_THE PROBLEM_. Reproduce every line of the rows below, requests included, shifting each pixel coordinate in the answers by adding 138 to it. Leave the pictures out.

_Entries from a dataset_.
********************

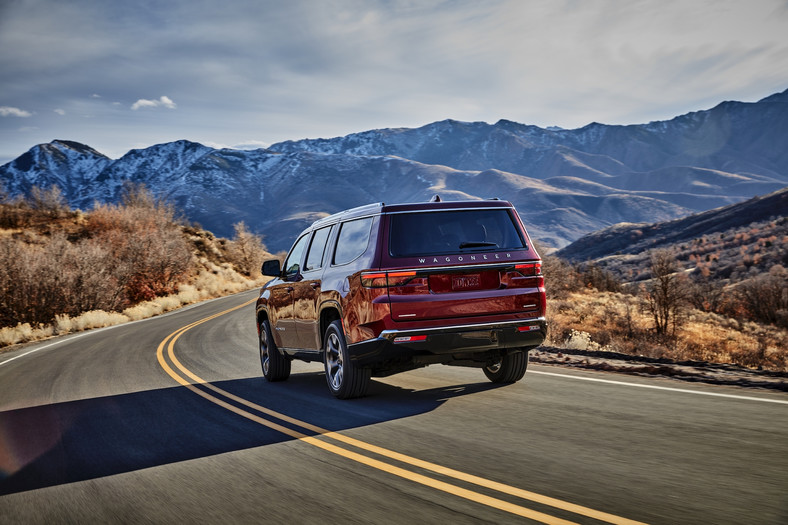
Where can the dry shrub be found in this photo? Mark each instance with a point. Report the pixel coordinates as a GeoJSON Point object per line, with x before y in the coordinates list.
{"type": "Point", "coordinates": [22, 332]}
{"type": "Point", "coordinates": [614, 322]}
{"type": "Point", "coordinates": [246, 251]}
{"type": "Point", "coordinates": [146, 242]}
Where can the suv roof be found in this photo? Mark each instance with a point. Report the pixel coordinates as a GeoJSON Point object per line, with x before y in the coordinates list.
{"type": "Point", "coordinates": [381, 207]}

********************

_EXERCISE RESULT_.
Where can the dry shrub be found in this photo? Mark each instance with a point. Report the pixel coordinates as a GeoJSON Point object per line, with x before y in the coordinates list.
{"type": "Point", "coordinates": [160, 470]}
{"type": "Point", "coordinates": [752, 460]}
{"type": "Point", "coordinates": [384, 389]}
{"type": "Point", "coordinates": [284, 380]}
Where can the suv roof be found in this photo? Mark each instance with a point. Report the pixel coordinates as a GeoJSON Point object per line, with x before y in the coordinates list.
{"type": "Point", "coordinates": [519, 345]}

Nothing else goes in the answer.